# Exercise instructions:
Return each line from the records below that contains the string "flag". Case counts.

....

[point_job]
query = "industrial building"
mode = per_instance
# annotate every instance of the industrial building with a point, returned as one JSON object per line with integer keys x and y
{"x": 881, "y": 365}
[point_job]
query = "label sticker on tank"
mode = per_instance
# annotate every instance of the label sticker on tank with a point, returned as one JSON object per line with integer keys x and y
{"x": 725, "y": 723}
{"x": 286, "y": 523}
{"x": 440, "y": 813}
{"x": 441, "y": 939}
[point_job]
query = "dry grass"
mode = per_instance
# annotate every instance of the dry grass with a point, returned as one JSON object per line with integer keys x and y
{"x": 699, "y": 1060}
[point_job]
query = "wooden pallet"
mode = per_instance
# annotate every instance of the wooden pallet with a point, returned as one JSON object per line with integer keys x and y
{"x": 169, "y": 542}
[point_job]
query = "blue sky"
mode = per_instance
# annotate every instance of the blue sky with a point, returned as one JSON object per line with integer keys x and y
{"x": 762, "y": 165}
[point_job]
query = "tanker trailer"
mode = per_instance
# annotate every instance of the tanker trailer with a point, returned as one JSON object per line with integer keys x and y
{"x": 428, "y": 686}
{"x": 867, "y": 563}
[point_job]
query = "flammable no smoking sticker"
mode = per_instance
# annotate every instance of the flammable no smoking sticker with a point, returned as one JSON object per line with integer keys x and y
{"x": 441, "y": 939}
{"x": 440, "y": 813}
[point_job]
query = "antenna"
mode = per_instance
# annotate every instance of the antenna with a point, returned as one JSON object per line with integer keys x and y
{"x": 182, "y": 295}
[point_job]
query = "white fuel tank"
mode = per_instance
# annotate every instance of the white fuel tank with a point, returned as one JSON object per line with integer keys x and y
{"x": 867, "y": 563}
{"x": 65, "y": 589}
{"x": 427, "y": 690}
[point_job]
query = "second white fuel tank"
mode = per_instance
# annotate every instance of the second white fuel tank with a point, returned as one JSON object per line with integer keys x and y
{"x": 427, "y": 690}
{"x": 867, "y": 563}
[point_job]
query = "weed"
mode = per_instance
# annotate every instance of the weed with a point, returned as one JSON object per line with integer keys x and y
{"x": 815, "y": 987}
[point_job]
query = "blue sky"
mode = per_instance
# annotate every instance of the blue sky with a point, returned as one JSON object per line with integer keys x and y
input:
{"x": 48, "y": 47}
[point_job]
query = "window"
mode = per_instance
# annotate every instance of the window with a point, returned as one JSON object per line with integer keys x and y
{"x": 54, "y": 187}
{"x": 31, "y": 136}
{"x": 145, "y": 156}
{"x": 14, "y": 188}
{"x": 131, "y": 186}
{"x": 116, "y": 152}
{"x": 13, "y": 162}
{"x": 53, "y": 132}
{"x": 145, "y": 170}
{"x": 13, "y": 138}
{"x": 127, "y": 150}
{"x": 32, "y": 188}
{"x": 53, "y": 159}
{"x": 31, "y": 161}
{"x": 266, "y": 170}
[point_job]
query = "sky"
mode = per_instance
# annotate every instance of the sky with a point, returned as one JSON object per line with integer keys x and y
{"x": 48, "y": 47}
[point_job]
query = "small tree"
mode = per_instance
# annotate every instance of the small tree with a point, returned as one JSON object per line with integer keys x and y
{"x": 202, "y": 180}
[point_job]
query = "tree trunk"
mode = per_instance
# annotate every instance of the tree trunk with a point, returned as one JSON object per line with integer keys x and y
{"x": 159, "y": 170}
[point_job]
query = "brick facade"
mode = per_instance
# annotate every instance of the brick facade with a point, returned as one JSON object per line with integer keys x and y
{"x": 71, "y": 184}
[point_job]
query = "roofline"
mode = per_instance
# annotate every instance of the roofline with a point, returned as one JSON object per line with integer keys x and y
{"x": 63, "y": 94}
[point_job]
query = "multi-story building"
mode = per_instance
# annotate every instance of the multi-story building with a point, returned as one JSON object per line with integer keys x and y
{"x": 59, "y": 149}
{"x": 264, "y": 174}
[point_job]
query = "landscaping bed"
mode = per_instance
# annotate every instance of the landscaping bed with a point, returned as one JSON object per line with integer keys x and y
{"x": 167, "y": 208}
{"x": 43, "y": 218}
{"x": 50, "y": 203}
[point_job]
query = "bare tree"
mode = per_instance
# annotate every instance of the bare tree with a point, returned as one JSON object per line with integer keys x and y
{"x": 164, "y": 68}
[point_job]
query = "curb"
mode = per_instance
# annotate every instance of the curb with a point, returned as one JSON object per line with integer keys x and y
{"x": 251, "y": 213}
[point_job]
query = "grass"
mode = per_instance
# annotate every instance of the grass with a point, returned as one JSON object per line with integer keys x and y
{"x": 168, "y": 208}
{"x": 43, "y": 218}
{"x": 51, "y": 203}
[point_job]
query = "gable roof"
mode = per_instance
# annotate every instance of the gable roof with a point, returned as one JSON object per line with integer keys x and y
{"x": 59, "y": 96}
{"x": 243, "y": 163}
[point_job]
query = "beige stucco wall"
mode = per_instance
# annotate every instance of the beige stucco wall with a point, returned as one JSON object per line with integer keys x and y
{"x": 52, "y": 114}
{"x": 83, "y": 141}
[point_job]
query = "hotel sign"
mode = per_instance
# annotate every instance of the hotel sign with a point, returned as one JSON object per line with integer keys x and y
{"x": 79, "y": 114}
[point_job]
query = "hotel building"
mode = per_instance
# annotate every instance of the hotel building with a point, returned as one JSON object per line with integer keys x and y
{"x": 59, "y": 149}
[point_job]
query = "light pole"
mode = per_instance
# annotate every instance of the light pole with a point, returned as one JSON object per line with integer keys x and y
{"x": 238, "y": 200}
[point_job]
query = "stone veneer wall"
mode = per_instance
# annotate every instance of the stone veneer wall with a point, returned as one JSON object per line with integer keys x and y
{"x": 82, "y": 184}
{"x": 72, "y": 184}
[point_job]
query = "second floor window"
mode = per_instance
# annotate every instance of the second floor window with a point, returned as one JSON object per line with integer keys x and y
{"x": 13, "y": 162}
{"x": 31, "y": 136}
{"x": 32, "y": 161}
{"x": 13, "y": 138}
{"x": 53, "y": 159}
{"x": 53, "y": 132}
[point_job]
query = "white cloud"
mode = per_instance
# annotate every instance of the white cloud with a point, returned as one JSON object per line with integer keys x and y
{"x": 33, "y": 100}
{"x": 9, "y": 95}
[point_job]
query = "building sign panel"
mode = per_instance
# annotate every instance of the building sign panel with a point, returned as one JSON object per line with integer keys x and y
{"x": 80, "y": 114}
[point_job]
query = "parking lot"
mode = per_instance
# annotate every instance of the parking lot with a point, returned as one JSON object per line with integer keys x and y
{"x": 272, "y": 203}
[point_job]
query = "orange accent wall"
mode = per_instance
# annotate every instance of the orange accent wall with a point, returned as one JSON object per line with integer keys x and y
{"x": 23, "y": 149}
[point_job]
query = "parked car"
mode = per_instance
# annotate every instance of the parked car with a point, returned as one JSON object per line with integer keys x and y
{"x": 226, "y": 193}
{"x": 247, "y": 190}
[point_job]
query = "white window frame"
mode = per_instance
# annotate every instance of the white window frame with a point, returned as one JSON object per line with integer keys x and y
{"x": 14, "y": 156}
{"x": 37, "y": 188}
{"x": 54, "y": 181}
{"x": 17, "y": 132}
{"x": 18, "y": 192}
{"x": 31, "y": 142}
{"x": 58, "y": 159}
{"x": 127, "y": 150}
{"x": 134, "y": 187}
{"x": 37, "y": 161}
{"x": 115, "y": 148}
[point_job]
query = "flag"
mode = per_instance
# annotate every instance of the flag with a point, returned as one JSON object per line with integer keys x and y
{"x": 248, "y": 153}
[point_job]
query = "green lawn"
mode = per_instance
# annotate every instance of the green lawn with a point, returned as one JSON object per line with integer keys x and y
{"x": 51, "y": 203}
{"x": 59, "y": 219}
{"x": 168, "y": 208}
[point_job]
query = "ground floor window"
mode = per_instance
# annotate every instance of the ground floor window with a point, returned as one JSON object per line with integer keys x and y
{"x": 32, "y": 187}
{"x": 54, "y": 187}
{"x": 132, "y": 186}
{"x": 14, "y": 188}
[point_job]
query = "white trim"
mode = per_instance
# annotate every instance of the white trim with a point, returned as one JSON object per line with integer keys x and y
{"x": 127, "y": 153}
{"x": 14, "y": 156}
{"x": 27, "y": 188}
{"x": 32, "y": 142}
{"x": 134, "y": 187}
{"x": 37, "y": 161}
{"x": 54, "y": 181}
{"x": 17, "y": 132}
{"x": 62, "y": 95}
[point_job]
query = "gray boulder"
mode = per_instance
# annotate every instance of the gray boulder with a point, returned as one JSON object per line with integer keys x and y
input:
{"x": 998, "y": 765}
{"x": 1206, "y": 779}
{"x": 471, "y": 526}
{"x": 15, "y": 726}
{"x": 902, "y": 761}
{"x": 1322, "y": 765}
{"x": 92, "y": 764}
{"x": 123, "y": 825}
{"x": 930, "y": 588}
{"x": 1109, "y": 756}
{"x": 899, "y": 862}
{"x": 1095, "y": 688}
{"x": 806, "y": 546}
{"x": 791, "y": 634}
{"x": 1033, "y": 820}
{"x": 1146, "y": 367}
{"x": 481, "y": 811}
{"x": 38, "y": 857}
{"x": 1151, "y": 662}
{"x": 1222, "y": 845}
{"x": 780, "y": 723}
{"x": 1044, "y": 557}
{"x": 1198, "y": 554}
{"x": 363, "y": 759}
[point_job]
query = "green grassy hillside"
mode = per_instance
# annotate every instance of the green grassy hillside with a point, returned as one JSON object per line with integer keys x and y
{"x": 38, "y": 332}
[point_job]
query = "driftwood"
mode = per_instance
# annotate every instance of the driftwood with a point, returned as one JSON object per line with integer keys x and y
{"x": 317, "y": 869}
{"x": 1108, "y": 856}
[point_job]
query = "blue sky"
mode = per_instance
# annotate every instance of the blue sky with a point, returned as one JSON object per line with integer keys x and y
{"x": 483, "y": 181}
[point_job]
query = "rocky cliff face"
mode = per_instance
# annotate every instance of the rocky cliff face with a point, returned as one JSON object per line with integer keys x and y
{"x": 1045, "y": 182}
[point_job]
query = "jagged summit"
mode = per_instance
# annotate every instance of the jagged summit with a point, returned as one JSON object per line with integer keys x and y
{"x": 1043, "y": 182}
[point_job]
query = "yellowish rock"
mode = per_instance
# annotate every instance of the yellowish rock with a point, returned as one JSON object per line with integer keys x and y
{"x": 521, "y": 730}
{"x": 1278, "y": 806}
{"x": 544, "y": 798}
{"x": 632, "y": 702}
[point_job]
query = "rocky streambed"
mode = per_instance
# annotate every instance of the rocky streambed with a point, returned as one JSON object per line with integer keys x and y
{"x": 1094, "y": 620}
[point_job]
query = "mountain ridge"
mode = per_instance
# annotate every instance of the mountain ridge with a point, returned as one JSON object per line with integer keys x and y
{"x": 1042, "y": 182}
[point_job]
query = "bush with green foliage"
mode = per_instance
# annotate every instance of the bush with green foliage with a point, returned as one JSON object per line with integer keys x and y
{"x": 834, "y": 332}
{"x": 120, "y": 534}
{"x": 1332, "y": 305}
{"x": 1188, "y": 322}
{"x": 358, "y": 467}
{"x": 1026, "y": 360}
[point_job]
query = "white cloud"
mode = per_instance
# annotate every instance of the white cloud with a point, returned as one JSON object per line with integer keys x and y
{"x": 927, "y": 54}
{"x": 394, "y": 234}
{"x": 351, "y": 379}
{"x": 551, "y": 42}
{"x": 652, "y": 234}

....

# Output:
query = "flag"
# annotate every instance of the flag with a point, returned as one JSON object per line with integer keys x and y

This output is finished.